• **Okunacak Metin**
Ütopyacı itkinin gerilediği, karşı ütopyaların gün geçtikçe popülerleşmeye başladığı bir yüzyılı geride bıraktık. 20. yüzyıl savaşlar, kıyımlar, cinayetler, tecavüzlerle dolu bir yüzyıl oldu. Aynı zamanda bir umudun harcanışının da yüzyılını yaşadık. Sosyalizmin tarihsel bir dönemi 20. yüzyıla damgasını vurarak sönümlendi. Ve sürekli bir distopyanın içine çekiliyormuşuz hissi ile yaşamaya başladık. Devletin küçüldüğü iddia edilirken devletin saflaşmasına şahit olduk mesela[1]. 1960-1980 arası yaşanan ‘Altın Çağ’[2] bir farsa dönüştü: Sosyal devlet ve refahın hâkim olduğu bir sistem yalanının maskesi, petrol krizleri ve kâr oranlarındaki gerileme ile birlikte düştü. Böylece yakın zamana kadar bir uyarı sistemiymiş gibi davranılan ve sadece ütopyanın karanlık kardeşi olarak görülen distopyanın tüm işlevi de değişmeye başladı. Zaten “distopyaya yönelik itkinin belirleyeni değiştikçe, distopyanın politik mesajının değişime uğraması kaçınılmazdı. Son dönemde yayımlanan romanların içinde distopyaların görünür olması çok da şaşırtıcı değil. Mesela geçtiğimiz aylarda yayımlanan Mahmut Eşitmez’in Liberhell-Cehennemde Filizlenen Özgürlük[3] romanı artık tümüyle distopya mekânı haline dönüşmüş dünyanın, önüne geçilmezse ileriki yıllarda alacağı şekli anlatan güçlü bir yapıt olarak öne çıkıyor. Eşitmez, ütopyanın kötü ikizi olarak ortaya çıktığı düşünülen distopyanın nasıl yıllar geçtikçe kehanetçi rolünden sıyrılıp gerçekçi bir türe dönüştüğünü anlamamızı sağlıyor.

• **Veri Kümesinden Kesit**

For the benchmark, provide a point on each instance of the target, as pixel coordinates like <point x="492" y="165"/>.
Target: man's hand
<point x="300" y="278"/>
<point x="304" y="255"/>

• **Görevler**
**1)** Şu ifadelerin okunacak metinle uyuşup uyuşmadığını belirtin; her biri için evet ya da hayır deyin ve kararı veren sözcükleri metinden birebir alıntılayın. (a) 20. yüzyıl savaşlar, kıyımlar, cinayetler ve tecavüzlerle dolu bir yüzyıl oldu. (b) 'Altın Çağ' 1980-2000 yılları arasında yaşandı. (c) Mahmut Eşitmez'in romanı geçtiğimiz yıllarda yayımlandı.
**2)** Okunacak metne göre sosyal devlet ve refahın hâkim olduğu bir sistem yalanının maskesi hangi gelişmelerle birlikte düştü?

• **Görev Görev Çözümler**
**1)**
(a) Evet: "20. yüzyıl savaşlar, kıyımlar, cinayetler, tecavüzlerle dolu bir yüzyıl oldu."
(b) Hayır: "1960-1980 arası yaşanan ‘Altın Çağ’"
(c) Hayır: "geçtiğimiz aylarda yayımlanan Mahmut Eşitmez’in Liberhell-Cehennemde Filizlenen Özgürlük"

**2)** Petrol krizleri ve kâr oranlarındaki gerilemeyle birlikte düştü.